**EXCERPT TO READ:**
---------------

Here's a thought; if you want companies to pay more taxes then make taxes reasonably low enough that companies find it more bothersome to play legal shell games than simply pay a tax.
Well... opening a shell company in a tax heaven and paying 3-4 accounting critters to take care of recording profits in zero-tax places is going to cost the company probably... say... half a million/year? Are you sure you want corporate taxes lowered that much in US/UK?
Questions raise, answers kill. Raise questions to stay alive.
The reason these loopholes work is that multinational corporations can allocated their costs to high-tax countries and profits to low-tax countries. For example, a US operation "licenses" some software from a subsidiary in Cayman Islands or pays for "consulting services" that end up eating up all of the profits. Through these tricks a US corporation ends up with near-zero taxable income, while all the profits are transferred to tax havens.

---------------

**PROVIDED MATERIAL:**
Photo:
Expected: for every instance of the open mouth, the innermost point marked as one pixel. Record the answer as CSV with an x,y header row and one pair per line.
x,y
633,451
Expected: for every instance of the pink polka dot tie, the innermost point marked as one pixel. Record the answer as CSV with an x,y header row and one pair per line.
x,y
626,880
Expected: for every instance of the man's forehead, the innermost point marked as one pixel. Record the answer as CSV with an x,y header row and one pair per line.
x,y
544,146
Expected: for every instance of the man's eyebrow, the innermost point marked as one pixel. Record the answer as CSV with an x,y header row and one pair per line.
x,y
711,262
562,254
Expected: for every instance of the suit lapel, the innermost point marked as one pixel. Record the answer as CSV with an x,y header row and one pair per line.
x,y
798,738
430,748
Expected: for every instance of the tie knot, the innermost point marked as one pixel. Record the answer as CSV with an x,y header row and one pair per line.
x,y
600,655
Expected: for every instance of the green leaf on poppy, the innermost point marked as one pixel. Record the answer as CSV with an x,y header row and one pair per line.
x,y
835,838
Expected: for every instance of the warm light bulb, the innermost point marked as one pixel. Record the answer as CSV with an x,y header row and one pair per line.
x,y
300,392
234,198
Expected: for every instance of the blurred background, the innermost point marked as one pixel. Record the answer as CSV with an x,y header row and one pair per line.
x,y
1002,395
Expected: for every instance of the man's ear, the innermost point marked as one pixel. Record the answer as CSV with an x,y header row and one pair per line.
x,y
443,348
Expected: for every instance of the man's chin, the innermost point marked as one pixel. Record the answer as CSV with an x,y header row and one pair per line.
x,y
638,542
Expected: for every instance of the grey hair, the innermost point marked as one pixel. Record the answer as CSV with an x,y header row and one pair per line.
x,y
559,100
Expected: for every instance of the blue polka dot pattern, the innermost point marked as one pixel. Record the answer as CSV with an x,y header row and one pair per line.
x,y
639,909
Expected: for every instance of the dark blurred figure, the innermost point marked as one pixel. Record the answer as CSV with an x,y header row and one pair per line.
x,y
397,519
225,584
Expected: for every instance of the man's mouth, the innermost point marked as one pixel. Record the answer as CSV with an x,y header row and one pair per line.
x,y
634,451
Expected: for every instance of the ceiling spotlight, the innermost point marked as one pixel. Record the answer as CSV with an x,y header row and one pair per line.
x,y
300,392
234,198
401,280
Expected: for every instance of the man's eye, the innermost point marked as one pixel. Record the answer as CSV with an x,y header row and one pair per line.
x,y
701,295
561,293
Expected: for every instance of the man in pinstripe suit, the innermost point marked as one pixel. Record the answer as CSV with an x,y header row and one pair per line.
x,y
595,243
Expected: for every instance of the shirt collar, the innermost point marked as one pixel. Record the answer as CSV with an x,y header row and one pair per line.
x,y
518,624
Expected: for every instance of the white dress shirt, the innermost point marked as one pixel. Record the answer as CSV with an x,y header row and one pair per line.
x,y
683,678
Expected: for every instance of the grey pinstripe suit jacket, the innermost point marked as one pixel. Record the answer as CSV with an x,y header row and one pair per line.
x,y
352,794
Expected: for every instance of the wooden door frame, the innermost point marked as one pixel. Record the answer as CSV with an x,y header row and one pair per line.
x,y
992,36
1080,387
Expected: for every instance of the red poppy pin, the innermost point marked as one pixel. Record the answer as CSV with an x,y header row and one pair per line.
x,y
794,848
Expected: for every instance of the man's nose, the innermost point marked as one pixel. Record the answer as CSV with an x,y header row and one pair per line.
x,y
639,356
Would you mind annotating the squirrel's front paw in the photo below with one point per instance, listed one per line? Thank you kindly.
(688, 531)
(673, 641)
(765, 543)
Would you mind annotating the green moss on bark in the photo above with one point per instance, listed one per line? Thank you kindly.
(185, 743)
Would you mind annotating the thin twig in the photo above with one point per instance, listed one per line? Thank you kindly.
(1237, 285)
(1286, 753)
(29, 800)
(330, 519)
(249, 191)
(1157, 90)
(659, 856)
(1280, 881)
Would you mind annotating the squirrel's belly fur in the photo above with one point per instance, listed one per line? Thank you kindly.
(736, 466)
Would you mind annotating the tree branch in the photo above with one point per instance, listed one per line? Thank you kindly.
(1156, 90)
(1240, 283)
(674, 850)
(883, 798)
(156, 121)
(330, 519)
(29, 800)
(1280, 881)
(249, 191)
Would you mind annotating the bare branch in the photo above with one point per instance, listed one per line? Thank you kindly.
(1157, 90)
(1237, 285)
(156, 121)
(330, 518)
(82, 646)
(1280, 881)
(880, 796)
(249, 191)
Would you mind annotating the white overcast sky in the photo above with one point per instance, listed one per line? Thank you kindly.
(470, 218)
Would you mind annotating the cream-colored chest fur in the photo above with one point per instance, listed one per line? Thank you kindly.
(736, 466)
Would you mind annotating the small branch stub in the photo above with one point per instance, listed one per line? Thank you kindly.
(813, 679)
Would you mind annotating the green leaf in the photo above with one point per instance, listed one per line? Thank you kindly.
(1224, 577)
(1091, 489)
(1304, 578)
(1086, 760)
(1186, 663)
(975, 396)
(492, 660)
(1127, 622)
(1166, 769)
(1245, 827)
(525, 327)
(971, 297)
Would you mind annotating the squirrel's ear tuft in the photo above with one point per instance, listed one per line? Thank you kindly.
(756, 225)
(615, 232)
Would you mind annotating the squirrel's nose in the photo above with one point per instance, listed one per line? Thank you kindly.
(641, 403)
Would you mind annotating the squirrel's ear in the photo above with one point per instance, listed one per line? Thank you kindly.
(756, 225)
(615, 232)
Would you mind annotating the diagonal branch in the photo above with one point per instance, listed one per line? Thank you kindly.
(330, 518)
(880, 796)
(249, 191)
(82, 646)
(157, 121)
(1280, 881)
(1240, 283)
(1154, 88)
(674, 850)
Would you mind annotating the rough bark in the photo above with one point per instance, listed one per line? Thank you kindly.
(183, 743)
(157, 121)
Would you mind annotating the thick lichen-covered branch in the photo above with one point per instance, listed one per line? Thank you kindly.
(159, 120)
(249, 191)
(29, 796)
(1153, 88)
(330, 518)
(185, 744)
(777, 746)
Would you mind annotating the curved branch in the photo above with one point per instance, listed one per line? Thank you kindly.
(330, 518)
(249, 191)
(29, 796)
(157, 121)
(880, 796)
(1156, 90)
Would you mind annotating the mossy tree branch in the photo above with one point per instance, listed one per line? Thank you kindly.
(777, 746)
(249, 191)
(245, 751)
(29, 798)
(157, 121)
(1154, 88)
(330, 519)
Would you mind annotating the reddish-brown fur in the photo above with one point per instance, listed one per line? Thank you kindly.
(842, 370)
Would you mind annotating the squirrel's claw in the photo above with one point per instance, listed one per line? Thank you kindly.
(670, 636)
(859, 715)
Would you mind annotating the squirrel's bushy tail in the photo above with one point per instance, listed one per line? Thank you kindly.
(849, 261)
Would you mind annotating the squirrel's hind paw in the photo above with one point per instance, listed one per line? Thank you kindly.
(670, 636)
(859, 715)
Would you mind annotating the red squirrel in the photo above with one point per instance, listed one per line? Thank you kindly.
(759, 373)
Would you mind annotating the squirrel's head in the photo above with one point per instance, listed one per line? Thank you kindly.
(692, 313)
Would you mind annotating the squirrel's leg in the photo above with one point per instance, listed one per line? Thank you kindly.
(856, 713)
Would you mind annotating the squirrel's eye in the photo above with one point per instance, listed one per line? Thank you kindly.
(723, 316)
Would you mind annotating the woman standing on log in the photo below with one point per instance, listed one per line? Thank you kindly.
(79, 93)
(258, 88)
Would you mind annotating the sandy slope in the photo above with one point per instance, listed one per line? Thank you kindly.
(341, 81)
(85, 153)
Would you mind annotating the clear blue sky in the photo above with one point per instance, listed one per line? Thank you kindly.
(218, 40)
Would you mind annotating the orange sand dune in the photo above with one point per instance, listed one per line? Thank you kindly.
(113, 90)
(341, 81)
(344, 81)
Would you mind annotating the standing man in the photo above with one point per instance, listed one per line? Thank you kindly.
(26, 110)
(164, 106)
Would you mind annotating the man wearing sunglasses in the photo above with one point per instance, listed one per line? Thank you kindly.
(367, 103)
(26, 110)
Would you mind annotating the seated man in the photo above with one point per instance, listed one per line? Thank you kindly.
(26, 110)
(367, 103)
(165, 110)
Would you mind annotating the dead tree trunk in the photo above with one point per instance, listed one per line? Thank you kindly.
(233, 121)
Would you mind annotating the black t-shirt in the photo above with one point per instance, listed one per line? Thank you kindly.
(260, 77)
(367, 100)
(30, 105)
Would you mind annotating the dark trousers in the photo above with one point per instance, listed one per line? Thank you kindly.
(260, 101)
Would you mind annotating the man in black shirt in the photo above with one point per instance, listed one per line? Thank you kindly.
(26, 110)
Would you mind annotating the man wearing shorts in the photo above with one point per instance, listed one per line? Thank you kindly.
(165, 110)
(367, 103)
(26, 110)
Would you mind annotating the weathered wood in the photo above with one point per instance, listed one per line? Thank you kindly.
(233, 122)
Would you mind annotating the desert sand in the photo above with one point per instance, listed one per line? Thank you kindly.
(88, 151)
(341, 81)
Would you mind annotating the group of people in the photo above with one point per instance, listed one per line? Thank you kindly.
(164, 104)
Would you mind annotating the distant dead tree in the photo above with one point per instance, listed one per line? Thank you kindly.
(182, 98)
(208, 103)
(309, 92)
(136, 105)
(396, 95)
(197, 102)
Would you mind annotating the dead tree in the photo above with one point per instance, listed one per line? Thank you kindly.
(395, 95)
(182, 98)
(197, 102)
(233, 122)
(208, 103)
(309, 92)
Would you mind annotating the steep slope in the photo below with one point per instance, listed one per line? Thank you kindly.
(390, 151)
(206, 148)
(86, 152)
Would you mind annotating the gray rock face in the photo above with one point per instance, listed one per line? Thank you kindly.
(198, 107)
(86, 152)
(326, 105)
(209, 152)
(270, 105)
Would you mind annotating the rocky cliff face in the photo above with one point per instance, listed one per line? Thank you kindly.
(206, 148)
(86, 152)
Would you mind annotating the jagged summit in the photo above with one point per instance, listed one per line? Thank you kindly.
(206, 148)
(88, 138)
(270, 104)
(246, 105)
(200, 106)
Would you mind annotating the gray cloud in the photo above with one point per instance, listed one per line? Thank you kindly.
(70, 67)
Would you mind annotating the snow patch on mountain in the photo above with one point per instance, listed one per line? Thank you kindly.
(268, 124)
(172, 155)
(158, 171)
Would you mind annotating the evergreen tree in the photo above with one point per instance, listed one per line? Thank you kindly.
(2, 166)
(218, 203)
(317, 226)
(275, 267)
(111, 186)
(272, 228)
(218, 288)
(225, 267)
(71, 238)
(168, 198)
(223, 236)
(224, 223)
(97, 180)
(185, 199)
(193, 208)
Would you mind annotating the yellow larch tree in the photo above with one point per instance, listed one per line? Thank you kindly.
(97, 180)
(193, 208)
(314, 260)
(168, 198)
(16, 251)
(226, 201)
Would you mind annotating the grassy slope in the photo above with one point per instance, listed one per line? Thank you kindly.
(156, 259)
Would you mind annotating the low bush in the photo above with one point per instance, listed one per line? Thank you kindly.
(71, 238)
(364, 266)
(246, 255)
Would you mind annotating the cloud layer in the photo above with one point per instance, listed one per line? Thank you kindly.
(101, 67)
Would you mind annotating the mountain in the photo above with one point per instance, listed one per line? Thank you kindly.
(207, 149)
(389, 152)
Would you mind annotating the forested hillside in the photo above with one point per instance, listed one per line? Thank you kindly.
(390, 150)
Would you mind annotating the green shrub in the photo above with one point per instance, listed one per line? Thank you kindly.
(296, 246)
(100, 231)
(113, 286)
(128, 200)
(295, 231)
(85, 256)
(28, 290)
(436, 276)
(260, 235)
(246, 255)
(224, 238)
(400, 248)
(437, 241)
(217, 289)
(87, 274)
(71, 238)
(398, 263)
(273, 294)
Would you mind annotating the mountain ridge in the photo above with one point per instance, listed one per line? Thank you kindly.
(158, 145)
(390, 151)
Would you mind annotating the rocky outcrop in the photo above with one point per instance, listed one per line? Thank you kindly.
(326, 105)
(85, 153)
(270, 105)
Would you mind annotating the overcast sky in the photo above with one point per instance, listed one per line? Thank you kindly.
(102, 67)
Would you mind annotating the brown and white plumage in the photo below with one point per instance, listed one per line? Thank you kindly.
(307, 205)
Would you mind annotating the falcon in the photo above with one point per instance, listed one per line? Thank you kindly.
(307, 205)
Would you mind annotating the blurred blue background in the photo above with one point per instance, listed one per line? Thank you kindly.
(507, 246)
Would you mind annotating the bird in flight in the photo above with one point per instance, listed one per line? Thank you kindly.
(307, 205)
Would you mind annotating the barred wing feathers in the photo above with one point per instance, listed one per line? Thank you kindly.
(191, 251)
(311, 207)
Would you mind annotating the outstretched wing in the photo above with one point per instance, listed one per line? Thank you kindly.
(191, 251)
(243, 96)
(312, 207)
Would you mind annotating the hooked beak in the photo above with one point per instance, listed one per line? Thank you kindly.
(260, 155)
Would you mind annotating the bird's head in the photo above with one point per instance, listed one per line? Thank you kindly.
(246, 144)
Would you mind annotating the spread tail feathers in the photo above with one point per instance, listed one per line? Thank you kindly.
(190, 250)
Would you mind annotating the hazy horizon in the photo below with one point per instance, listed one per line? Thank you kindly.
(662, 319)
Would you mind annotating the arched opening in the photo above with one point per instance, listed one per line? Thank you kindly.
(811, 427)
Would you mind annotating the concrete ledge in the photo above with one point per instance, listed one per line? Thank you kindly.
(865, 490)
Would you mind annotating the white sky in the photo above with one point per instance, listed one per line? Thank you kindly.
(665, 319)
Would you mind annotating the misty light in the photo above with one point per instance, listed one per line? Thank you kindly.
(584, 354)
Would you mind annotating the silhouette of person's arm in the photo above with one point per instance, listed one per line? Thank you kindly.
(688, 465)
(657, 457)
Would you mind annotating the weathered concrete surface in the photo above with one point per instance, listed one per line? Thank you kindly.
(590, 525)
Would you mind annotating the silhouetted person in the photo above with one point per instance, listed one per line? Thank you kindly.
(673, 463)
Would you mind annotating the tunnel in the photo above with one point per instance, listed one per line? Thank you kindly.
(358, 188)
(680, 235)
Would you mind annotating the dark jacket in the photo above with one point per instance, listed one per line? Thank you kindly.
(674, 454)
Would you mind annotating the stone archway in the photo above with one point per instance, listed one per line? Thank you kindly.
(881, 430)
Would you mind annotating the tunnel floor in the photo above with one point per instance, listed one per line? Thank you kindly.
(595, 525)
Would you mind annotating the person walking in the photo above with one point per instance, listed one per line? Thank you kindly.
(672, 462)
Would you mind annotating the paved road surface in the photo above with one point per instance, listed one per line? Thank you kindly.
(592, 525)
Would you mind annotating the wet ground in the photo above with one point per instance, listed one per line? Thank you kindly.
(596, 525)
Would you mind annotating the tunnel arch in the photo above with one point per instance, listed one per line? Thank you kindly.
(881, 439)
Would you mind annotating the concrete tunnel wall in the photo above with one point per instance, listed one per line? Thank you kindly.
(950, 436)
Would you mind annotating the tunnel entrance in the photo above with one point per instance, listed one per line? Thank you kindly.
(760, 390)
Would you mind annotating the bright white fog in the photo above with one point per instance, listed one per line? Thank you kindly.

---------------

**SHORT TASK 1:**
Count the lines of the records that contain the string "cloud", with case counting, and give only the number.
**SHORT TASK 2:**
Carry on the forum exchange about corporate taxes and tax havens from the point where it stops.
The records are unrelated to the text.

**WRITTEN RESPONSE 1:**
2

**WRITTEN RESPONSE 2:**
The solution is to tax ALL profits, regardless of which country they were supposedly "earned" in. That way, transferring profits to Bermuda or Luxembourg will have no effect.
___
If you think big enough, you'll never have to do it.
That's the argument we use for file "sharing", so let's not turn it on its head for tax. You want to earn it, make the argument for it.
There is no inherent merit to paying taxes. They are a necessary evil to fund useful public works, and should be kept to an absolute minimum. When States becomes bloated, inward looking, ever swelling monsters that squeeze the pips until they squeak, tax avoision becomes an act of moral rebellion.
Brits in particular tithe up to 75% of our "income" to the State, when you factor in income tax, national insurance, council tax, water and sewerage rates, VAT, insurance tax, parking fees, and fuel and customs duty on everything imported or moved around. And that "income" is what employers can afford to pay us after they pay all of their protection money to the biggest racket in town.
So good on Microsoft and Google and Amazon and all the other companies who are throwing two fingers up at the grasping State. Let it wither and die, as long as it rots from the head down.
If you were blocking sigs, you wouldn't have to read this.
Try that suggestion when the whiners actually CAN.
As much as you hate to admit it the elite DO have special privileges not available to the unwashed masses.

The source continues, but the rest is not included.